▶ [Excerpt to read]:

# Natty hair under Pomeranian's coat



## Snuggles (May 1, 2008)

I was just noticing last night that the undercoat of my Pom's hair seemed kind of natty under the top coat. Kind of like little snarles. I kept brushing her hair in the opposite direction that her hair goes and I may be making headway. Not sure if it got that way due to letting her swim or what. Should I be doing something different to bring her hair back to normal? She will be swimming again. Her hair takes a long time to dry.


----------



## Kathyy (Jun 15, 2008)

She needs to be combed down to the skin before her fur dries or those tiny snarls will be felting and causing real trouble. The technique is called line combing/brushing and I know if I had a dog requiring it I would be investing in a comb with fine and coarse teeth and brush that cannot scratch the skin. Professionals can use scratchy slickers but I would be scratching my dog if I used one.

Max's fur isn't dense and Sassy's was too short to do this so I haven't really done it but you start low on the leg, push most of the fur up and comb through the small amount of fur remaining. Once you can stroke your tool through with no snarls let a little more fur down and repeat. Do this over the entire body. Max gets knots in his pits and behind his knees if he gets one and before I got brave trimming his ears they would get knotted. Guess which areas hurt the most if there is a snarl!

▶ [Data excerpt]:
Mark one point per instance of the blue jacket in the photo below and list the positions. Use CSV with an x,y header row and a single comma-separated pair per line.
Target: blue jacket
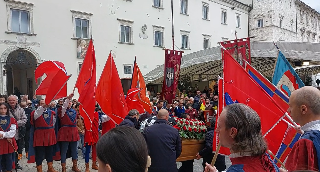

▶ [Goal of the exercise]:
Continue the Pomeranian coat thread from its last post, keeping its subject and tone. The listing is not used here.

▶ [Reply to the exercise]:
----------



## Snuggles (May 1, 2008)

I guess I should have brushed it when it was wet. I guess I will learn, huh? I have combs and brushes so no problem there.

What's a scratty slicker?


----------



## luvntzus (Mar 16, 2007)

What type of brush are you using?


----------



## Snuggles (May 1, 2008)

Not sure what you call it but it is square with the wire type brush.


----------



## Kyllobernese (Feb 5, 2008)

Sounds like a slicker brush. The problem with them is if you don't run a comb through his coat, the slicker makes it look like it is brushed but does not get down to the skin. I think a "scratchy" slicker is what Kathyy was referring to.


----------



## Snuggles (May 1, 2008)

I saw that dog video a while back. Too funny.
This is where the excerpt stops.